• Set exercise 1: For the post on minimizing editing, say whether each statement agrees with the text, answering yes or no and quoting the deciding words exactly: (a) The writer's two-week vacation is given over to writing. (b) The order of ideas stays simple for larger documents. (c) The writer's methodology has changed a great deal since high school.

Saturday, December 18, 2010

Minimizing Editing

Admittedly, I have a lot of writing to do these days.  My 2 week vacation is dedicated to writing.  While I write, sometimes I pause and ponder on my chosen methodology.

My writing methodology comes from high-school, and hasn't changed much since then.  I recall that writing a text for school simply consisted of an introduction, body, and a conclusion.  Sufficient for most essays.  Longer research didn't suffer too much from my long-winded explanations.  Despite my passing with good grades; in retrospect something doesn't seem right.

Before I continue -- I think it's best that we agree on one thing: everyone gets the same work done slightly differently.  With that said, the "write and revise until final" doesn't work well with me.  I do enjoy writing and seeing where that leads me; however that does not cut it for larger, more complex works.

So, let's step back a bit...  the research method I was taught was to gather facts, mix them up, and then sort them afterwards.  The facts should be on pieces of paper; with as few words to avoid any plagiarism.    (all papers should be kept as evidence that the work is original).  Once pieced; the ideas could be transformed into paragraphs, and then refined.  A very good way to work.

Larger documents are essentially smaller documents strung together with a common narrative.  That escaped me for the longest time.

What also escaped me was the importance of the order of ideas.  For smaller documents, this is trivial.  For larger documents; things become tricky.  The problem, I believe (which may change as I become wiser -- hopefully I become wiser as I grow older), is that thought is generally non-linear.  Ideas must be strung together to form a linear narrative.

Let's consider a report on some physical phenomena.  I dare not talk about stories as they have a natural temporal narrative that should be followed (except in certain rare cases).  Most physical phenomena have some sort of intuitive description, a mathematical model (with dependencies), an explanation (with dependencies), and some observations.

• Supplied material:
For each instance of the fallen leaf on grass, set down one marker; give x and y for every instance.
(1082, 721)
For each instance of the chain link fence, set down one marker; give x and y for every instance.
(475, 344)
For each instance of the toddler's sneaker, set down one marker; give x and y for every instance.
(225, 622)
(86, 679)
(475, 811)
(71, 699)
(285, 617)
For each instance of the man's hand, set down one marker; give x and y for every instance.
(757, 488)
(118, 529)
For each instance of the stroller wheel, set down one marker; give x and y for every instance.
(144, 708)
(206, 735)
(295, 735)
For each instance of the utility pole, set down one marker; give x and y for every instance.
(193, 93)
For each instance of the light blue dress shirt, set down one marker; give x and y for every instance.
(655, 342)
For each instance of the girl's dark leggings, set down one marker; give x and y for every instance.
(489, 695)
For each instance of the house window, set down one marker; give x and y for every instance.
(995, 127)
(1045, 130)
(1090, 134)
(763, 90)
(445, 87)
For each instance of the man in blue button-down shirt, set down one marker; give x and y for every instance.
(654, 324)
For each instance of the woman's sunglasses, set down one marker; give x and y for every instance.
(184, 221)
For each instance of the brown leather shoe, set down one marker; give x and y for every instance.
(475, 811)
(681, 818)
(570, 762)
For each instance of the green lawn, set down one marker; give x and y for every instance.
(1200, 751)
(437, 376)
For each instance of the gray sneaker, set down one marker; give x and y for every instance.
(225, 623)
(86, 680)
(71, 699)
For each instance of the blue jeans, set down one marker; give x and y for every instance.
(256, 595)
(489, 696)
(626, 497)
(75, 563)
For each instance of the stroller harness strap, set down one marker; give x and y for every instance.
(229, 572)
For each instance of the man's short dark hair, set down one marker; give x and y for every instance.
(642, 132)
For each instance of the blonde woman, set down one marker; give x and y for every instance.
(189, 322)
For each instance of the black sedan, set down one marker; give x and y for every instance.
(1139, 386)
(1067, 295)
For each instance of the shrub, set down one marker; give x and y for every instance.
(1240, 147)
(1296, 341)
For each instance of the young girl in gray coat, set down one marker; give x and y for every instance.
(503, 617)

• Set exercise 2: Pick out every line in the records above that contains the string "blue", and copy each one. Case counts.

• Worked solution 1:
(a) Yes: "My 2 week vacation is dedicated to writing."
(b) No: "For larger documents; things become tricky."
(c) No: "My writing methodology comes from high-school, and hasn't changed much since then."

• Worked solution 2:
For each instance of the light blue dress shirt, set down one marker; give x and y for every instance.
For each instance of the man in blue button-down shirt, set down one marker; give x and y for every instance.
For each instance of the blue jeans, set down one marker; give x and y for every instance.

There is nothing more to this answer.